[Point-per-instance localization data]

'''

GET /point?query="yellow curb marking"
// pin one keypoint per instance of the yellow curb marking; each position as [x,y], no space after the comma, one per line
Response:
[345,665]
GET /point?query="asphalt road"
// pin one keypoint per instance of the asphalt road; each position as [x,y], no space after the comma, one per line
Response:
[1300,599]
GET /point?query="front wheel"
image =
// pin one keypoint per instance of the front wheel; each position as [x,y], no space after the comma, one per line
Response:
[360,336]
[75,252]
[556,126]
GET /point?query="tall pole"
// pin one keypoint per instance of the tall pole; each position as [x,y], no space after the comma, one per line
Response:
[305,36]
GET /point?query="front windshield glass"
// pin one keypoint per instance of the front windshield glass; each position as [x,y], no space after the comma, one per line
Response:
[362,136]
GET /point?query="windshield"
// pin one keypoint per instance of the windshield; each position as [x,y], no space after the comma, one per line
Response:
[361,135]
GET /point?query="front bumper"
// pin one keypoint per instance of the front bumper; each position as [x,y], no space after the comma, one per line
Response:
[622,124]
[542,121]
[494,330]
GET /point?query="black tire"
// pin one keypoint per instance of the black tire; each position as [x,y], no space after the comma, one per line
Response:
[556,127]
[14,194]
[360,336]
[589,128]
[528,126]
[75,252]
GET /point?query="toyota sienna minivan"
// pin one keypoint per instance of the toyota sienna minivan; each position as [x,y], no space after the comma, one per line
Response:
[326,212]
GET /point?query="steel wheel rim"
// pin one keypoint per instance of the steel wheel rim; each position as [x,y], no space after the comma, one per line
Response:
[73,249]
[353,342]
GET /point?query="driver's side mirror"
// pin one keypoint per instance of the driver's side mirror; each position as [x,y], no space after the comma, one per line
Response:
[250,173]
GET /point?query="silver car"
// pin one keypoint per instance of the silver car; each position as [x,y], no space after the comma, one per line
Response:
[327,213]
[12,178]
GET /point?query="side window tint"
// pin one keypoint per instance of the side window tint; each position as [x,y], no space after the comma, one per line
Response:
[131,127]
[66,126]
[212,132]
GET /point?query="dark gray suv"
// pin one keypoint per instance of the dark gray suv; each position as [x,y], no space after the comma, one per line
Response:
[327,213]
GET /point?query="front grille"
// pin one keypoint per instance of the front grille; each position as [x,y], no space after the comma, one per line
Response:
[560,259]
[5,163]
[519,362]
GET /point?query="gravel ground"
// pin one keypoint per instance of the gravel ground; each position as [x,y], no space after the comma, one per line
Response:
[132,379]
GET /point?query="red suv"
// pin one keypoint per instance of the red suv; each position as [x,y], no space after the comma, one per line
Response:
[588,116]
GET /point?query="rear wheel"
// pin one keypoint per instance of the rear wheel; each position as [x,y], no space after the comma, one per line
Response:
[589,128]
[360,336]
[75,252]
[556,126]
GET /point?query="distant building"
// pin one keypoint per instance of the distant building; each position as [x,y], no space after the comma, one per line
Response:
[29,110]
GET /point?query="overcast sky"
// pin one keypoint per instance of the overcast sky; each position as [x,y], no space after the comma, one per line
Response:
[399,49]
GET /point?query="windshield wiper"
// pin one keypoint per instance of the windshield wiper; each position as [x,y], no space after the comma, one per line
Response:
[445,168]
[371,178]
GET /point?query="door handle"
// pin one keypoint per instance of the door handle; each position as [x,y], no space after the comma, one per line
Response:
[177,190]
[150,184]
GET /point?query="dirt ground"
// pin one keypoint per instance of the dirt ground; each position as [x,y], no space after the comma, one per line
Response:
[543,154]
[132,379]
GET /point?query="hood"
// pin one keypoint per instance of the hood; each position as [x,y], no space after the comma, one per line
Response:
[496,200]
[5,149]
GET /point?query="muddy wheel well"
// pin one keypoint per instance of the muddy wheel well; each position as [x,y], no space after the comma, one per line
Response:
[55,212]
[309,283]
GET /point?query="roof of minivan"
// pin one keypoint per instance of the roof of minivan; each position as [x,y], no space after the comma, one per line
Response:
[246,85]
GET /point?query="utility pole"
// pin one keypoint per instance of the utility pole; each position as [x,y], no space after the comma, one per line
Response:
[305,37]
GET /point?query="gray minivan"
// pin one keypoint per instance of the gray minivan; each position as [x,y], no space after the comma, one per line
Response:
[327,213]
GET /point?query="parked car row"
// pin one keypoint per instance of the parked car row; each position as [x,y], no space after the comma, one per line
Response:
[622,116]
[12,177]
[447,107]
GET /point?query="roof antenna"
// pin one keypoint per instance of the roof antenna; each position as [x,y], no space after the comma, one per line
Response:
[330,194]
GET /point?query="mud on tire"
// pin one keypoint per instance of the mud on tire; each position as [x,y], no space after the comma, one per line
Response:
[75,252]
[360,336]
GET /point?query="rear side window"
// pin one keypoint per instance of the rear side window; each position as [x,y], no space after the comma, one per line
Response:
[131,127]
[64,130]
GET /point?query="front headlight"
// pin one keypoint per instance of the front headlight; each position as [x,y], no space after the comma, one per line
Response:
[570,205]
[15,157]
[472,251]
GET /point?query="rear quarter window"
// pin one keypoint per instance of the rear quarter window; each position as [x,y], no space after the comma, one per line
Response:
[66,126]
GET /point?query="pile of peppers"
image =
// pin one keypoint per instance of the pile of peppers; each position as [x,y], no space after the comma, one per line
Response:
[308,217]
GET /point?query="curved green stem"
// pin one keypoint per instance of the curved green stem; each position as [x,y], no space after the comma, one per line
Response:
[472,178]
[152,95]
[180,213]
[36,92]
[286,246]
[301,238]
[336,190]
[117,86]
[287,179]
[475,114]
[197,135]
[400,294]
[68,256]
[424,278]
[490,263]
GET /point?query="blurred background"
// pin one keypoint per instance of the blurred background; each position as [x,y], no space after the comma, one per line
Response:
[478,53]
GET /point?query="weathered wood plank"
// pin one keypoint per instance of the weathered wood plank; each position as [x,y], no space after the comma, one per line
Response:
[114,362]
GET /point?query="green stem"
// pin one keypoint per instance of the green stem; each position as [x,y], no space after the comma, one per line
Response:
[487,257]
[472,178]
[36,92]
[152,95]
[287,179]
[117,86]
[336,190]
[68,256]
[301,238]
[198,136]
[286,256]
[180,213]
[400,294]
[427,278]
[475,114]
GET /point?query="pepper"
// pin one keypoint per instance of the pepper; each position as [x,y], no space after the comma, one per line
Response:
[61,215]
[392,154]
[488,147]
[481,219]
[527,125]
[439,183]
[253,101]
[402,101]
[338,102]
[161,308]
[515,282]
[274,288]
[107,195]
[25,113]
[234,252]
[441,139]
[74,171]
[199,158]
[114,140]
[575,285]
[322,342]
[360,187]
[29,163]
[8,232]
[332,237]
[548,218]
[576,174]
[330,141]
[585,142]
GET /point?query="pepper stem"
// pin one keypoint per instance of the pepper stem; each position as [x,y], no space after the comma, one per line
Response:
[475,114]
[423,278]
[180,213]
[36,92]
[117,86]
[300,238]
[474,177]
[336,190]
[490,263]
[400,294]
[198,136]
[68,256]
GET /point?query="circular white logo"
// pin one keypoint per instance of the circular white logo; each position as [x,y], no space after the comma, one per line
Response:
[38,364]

'''

> [PROBLEM DETAILS]: Within the data above, find the lines that contain the word "well" and copy each of them.

> [OUTPUT]:
GET /point?query="muddy wheel well"
// pin one keypoint per instance of the muddy wheel well; each position as [x,y], no space after the comma, one per line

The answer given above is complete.